Step #1 to writing better: Chuck your first draft.

Step #2 to writing better: Start over.

The next time you write something, at that exact moment when give yourself a figurative pat on the back for “finishing” a first draft, close the document, drag it to the trash bin, and empty the trash.

Seriously.

Then take a much-deserved break and forget about that piece of writing for awhile.

When you’re ready to try again, open a new document with its proverbial clean slate. And start anew: rewrite from scratch.

You will soon notice this reality: You won’t be rewriting from scratch. The document may be empty, but the slate is anything but clean. You’re not struggling with what to write – surely one of the most intense cognitive loads – the content is in your head. You don’t have to create the storyline – you have already created a workable structure, even if it was loosely organized or badly conceived. You’re not articulating (which is hard); you’re re-articulating (which is comparatively easy). As you have surely experienced in conversation, the second time you say anything, it comes out more easily, more elegantly, and more powerfully.

The fact is that rewriting is fundamentally easier than writing, which is why you should be willing to trash your first draft. Now you can focus less on what you want or need to say and more on how to say it with grace and power – and on the critical challenge of making your piece “on brand.”

PROVIDED MATERIAL:
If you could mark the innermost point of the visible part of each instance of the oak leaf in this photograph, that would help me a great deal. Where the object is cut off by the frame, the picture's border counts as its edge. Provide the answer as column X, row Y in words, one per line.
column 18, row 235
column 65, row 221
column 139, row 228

REQUIREMENTS:
Answer these from the piece on writing better above:
(a) What is step #2?
(b) After closing the document with the first draft, what two things are you told to do?
(c) What does the piece say is fundamentally easier than writing?

SOLUTION FOR THIS PROBLEM:
(a) Start over.
(b) Drag it to the trash bin, then empty the trash.
(c) Rewriting.